> **Prompt**: Exact repetition is required: output every record in full.

= = = =

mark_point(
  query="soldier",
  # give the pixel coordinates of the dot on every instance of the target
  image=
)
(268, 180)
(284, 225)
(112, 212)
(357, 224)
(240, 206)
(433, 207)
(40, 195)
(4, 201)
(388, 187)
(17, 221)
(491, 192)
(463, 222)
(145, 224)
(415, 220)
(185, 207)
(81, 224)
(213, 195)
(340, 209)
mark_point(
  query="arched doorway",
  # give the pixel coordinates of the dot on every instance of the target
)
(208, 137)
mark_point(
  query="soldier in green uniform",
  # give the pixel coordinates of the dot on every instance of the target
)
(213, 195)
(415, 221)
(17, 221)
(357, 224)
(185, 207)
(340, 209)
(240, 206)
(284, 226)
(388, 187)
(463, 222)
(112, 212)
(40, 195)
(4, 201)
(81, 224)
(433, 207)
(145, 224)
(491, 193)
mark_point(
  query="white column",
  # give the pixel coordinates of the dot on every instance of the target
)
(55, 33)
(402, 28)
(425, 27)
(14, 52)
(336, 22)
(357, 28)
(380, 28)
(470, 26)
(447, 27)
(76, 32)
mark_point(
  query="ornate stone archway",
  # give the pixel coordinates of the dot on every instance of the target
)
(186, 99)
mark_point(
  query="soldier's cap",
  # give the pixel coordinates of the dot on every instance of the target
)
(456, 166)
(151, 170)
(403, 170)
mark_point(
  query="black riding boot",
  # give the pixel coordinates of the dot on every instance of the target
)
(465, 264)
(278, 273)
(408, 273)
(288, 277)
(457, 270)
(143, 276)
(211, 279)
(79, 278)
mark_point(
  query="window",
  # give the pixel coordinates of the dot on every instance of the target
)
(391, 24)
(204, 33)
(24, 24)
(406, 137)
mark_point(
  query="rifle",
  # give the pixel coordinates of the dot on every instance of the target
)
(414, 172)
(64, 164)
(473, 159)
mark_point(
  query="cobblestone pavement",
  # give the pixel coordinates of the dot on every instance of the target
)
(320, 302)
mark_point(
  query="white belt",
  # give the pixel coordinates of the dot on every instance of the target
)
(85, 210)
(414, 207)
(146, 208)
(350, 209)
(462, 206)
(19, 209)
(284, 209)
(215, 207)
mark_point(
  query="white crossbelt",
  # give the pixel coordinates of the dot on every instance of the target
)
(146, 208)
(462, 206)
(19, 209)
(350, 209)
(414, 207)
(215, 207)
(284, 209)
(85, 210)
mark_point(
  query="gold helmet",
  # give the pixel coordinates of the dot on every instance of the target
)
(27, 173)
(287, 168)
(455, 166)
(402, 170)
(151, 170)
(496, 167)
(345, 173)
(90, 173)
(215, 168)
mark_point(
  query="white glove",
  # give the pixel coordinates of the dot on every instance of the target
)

= = = =

> **Solution to this problem**:
mark_point(
  query="soldier",
  # give the pixel coordinates of the dot on every instance of the target
  image=
)
(268, 180)
(284, 225)
(112, 212)
(357, 224)
(240, 206)
(433, 207)
(40, 195)
(4, 201)
(388, 187)
(17, 221)
(491, 192)
(463, 222)
(145, 224)
(415, 220)
(185, 207)
(81, 224)
(213, 195)
(340, 209)
mark_point(
  query="arched doorway",
  # give the pixel coordinates of the dot on every instance of the target
)
(208, 137)
mark_point(
  query="soldier in green uniform",
  # give the pixel coordinates of the dot on every instance of the target
)
(213, 195)
(415, 221)
(17, 221)
(357, 224)
(185, 207)
(340, 209)
(240, 206)
(284, 226)
(388, 187)
(463, 222)
(112, 212)
(40, 195)
(4, 201)
(81, 224)
(433, 207)
(145, 224)
(491, 193)
mark_point(
  query="white column",
  # give the pixel coordinates of the dot on every instance of the target
)
(55, 33)
(402, 28)
(425, 27)
(14, 52)
(336, 22)
(357, 28)
(380, 28)
(470, 26)
(447, 27)
(76, 32)
mark_point(
  query="ornate stone archway",
  # give the pixel coordinates of the dot on every instance of the target
)
(186, 99)
mark_point(
  query="soldier's cap",
  # give the pixel coordinates of the dot on every instance of the target
)
(456, 166)
(151, 170)
(403, 170)
mark_point(
  query="black riding boot",
  # give the pixel coordinates of the dot on every instance of the target
)
(465, 264)
(278, 273)
(408, 273)
(288, 277)
(457, 270)
(143, 276)
(211, 279)
(79, 278)
mark_point(
  query="window",
  # give the pixel coordinates of the dot on every instance of the target
)
(391, 24)
(204, 33)
(24, 24)
(406, 137)
mark_point(
  query="rifle",
  # give the pixel coordinates of the dot on every instance of the target
)
(414, 172)
(64, 164)
(473, 159)
mark_point(
  query="cobblestone pavement",
  # give the pixel coordinates of the dot on every instance of the target
)
(320, 302)
mark_point(
  query="white belt",
  # give the pixel coordinates of the dot on every instance of the target
)
(85, 210)
(414, 207)
(146, 208)
(350, 209)
(462, 206)
(19, 209)
(284, 209)
(215, 207)
mark_point(
  query="white crossbelt",
  # give the pixel coordinates of the dot on every instance of the target
)
(146, 208)
(462, 206)
(19, 209)
(350, 209)
(414, 207)
(215, 207)
(284, 209)
(85, 210)
mark_point(
  query="gold helmet",
  # give the pixel coordinates of the dot on every instance of the target
)
(27, 173)
(287, 168)
(455, 166)
(402, 170)
(151, 170)
(496, 167)
(345, 173)
(90, 173)
(215, 168)
mark_point(
  query="white glove",
  # give the pixel coordinates of the dot on every instance of the target
)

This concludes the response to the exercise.